▶ _Given text_:
Still believers: Lula’s supporters rally daily at fallen hero’s prison

Continuing vigil marks deep loyalty to former Brazil president after first year in jail

Supporters of former Brazilian president Luiz Inacio Lula da Silva attend a vigil outside the federal police offices in Curitiba, Brazil on August 31st, 2018. Photograph: Rodolfo Buhrer

Supporters of former Brazilian president Luiz Inacio Lula da Silva attend a vigil outside the federal police offices in Curitiba, Brazil on August 31st, 2018. Photograph: Rodolfo Buhrer

 

It is day 354 of the Free Lula Vigil and about 50 activists are gathered in front of federal police headquarters in the city of Curitiba, where Brazil’s first working-class president is locked up serving a 12-year sentence for corruption.

At 9am on the dot they shout out their by now traditional morning salutation “Good Morning President Lula!” in the direction of the room-cum-cell where Luiz Inácio Lula da Silva has been held since his detention on April 7th last year. It will be followed later in the day by an afternoon greeting and a final one for goodnight.

The vigil marks its first anniversary on Sunday and this longevity is testimony to the continued fervent commitment of Lula’s supporters, despite years of political reversals since he left office in 2010 that have ended up with him in jail and a reactionary demagogue in the presidency he once occupied with such distinction.

▶ _Required task 1_:
In the article about the Lula vigil, how long is the prison sentence Lula is serving, and for what crime?
▶ _Required task 2_:
List every greeting that the article about the Lula vigil says the activists call out to Lula each day.
▶ _Required task 3_:
Retype everything from "It is day 354" down to "with such distinction." in the article about the Lula vigil.

▶ _Data extract_:

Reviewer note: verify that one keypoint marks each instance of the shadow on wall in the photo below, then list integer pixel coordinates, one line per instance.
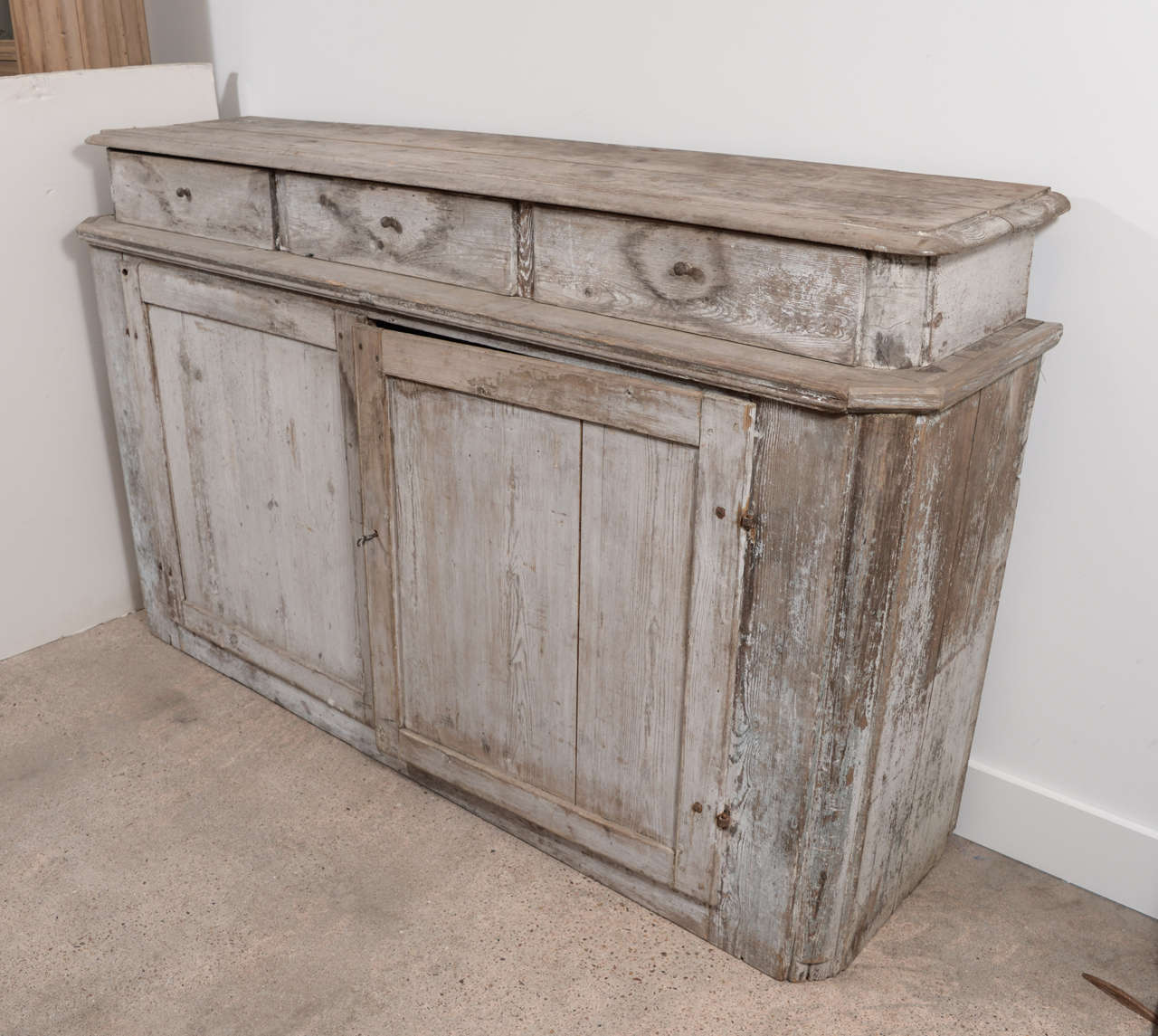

▶ _Problem solution 1_:
A 12-year sentence for corruption.

▶ _Problem solution 2_:
- The morning salutation, "Good Morning President Lula!"
- An afternoon greeting
- A final greeting for goodnight

▶ _Problem solution 3_:
It is day 354 of the Free Lula Vigil and about 50 activists are gathered in front of federal police headquarters in the city of Curitiba, where Brazil’s first working-class president is locked up serving a 12-year sentence for corruption.

At 9am on the dot they shout out their by now traditional morning salutation “Good Morning President Lula!” in the direction of the room-cum-cell where Luiz Inácio Lula da Silva has been held since his detention on April 7th last year. It will be followed later in the day by an afternoon greeting and a final one for goodnight.

The vigil marks its first anniversary on Sunday and this longevity is testimony to the continued fervent commitment of Lula’s supporters, despite years of political reversals since he left office in 2010 that have ended up with him in jail and a reactionary demagogue in the presidency he once occupied with such distinction.